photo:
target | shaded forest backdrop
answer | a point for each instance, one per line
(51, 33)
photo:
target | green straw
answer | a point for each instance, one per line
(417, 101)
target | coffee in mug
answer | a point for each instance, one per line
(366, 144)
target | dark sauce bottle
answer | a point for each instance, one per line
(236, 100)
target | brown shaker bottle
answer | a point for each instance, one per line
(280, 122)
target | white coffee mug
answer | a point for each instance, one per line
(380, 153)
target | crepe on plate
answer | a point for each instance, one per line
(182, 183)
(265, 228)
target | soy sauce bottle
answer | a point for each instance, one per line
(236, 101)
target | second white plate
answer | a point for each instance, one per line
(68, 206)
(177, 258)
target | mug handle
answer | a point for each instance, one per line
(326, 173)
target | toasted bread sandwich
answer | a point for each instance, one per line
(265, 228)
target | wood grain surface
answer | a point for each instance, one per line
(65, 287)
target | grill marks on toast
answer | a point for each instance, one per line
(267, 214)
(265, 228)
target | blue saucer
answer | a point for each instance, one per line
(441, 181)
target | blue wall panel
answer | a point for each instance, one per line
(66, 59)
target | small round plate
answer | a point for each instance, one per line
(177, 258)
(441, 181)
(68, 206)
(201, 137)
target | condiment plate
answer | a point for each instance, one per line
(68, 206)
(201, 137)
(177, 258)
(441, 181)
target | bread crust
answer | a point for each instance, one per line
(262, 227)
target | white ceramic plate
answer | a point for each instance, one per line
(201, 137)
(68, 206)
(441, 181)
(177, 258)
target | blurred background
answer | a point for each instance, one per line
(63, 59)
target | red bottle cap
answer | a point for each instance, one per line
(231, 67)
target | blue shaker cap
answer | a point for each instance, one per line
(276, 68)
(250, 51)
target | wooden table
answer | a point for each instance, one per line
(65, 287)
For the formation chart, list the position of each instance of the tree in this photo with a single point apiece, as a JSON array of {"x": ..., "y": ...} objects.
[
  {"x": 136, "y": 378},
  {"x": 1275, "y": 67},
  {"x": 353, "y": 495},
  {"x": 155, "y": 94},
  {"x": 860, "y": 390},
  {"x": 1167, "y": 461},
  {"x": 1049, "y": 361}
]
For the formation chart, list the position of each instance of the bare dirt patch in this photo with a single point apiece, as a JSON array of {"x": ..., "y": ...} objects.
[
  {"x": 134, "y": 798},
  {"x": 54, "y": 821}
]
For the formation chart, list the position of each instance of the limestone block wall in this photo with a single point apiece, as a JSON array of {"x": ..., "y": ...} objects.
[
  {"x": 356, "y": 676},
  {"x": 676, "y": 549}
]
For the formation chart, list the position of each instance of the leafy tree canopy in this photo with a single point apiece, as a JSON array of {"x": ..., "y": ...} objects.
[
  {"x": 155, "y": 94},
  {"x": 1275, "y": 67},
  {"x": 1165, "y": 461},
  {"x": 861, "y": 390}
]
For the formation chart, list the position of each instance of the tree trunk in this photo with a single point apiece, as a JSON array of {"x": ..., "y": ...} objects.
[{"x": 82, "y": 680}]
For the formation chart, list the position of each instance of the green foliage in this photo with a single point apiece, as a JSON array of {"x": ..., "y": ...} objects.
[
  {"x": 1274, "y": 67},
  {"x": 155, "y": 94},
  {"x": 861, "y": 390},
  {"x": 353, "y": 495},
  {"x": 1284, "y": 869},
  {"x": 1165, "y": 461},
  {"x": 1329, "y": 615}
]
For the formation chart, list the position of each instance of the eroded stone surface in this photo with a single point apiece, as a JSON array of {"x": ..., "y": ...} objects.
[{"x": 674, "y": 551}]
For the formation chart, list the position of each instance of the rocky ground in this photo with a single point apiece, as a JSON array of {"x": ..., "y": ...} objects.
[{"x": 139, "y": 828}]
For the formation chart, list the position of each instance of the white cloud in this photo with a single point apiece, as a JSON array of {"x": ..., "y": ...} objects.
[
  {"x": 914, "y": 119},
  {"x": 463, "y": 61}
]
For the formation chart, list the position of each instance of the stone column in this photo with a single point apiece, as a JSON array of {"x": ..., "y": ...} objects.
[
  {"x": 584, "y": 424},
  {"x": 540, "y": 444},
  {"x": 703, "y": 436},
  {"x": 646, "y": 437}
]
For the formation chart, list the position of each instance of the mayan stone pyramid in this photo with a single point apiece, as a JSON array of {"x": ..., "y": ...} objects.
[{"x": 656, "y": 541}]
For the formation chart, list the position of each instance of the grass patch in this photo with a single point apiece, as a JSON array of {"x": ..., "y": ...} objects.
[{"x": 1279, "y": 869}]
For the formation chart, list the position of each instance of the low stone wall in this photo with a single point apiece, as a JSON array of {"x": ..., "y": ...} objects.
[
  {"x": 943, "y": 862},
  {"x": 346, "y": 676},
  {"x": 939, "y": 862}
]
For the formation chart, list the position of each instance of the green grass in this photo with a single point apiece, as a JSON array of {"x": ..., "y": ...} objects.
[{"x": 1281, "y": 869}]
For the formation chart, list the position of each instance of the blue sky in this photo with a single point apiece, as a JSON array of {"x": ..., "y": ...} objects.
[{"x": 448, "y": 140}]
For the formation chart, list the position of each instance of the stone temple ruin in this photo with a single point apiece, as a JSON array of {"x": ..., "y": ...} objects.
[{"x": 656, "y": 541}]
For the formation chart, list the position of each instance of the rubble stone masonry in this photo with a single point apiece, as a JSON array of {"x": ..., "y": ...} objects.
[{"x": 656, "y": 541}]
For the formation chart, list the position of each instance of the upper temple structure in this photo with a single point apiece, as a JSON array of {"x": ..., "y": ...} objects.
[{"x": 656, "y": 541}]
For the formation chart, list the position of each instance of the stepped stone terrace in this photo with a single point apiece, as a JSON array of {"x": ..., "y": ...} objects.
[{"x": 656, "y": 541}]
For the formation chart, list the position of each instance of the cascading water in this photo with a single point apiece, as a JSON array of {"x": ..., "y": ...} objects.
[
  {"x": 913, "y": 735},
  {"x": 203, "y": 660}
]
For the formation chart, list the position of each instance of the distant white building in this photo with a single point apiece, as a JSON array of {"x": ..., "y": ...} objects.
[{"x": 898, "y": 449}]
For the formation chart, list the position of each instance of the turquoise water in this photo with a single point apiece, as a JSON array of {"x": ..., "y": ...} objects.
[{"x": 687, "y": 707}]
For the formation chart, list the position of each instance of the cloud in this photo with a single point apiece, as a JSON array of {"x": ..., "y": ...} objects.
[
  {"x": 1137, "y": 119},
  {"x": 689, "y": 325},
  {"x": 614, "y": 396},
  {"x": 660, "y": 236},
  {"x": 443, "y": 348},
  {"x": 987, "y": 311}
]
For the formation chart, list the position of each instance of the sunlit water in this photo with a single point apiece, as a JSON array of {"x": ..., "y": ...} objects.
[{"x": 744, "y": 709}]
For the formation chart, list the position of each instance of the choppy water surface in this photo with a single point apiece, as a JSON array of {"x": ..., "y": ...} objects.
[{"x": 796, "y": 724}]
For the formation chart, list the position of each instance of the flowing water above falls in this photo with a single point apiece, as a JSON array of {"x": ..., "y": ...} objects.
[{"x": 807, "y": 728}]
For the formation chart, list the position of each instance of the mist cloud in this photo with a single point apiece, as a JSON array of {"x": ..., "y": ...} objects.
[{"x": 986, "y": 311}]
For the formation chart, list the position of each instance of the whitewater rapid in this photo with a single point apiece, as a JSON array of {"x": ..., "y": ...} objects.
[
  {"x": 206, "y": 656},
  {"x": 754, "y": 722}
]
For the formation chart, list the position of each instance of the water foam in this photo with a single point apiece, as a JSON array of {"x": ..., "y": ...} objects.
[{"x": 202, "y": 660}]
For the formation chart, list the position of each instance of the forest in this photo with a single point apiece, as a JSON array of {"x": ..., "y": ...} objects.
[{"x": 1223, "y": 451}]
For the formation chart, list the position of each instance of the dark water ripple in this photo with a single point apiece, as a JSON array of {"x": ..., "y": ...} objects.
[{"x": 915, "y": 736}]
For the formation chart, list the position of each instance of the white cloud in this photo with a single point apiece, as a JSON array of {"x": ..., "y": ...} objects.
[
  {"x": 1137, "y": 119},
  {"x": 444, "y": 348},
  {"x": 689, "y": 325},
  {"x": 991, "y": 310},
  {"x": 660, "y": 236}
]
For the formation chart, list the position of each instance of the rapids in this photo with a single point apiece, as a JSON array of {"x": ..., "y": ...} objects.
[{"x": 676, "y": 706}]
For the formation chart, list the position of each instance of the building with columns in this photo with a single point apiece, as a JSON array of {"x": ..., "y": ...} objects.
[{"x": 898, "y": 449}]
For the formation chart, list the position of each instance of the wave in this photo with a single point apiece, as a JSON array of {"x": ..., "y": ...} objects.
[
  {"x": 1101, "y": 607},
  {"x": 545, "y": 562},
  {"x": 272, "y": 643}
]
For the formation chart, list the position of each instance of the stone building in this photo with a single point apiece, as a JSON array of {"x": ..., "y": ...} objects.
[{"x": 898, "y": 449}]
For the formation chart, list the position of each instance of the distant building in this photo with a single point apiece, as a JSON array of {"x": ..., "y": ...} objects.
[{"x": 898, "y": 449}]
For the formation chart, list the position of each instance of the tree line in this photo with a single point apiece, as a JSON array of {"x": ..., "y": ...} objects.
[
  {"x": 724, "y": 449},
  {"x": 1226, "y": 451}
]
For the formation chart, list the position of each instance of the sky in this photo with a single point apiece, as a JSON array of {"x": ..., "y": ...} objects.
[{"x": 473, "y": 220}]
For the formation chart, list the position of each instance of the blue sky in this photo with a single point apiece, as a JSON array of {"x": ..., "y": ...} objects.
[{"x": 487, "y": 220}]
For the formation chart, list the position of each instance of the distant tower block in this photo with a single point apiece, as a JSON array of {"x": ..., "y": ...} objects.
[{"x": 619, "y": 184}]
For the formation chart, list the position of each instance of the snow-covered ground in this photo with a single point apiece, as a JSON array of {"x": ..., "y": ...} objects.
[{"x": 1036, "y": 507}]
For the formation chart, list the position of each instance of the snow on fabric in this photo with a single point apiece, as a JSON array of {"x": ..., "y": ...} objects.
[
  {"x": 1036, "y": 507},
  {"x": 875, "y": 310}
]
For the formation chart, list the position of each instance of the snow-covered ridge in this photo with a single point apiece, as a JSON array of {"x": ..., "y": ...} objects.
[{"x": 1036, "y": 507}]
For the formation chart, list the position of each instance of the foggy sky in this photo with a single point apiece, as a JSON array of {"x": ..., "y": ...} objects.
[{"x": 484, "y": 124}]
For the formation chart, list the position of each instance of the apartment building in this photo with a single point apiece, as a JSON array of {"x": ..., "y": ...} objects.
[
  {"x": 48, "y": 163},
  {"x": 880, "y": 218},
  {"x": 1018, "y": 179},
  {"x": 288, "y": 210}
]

::::

_Your instructions_
Look through the listing, and copy each line that contains the word "bread".

_Written answer_
target | toasted bread sandwich
target | bread crust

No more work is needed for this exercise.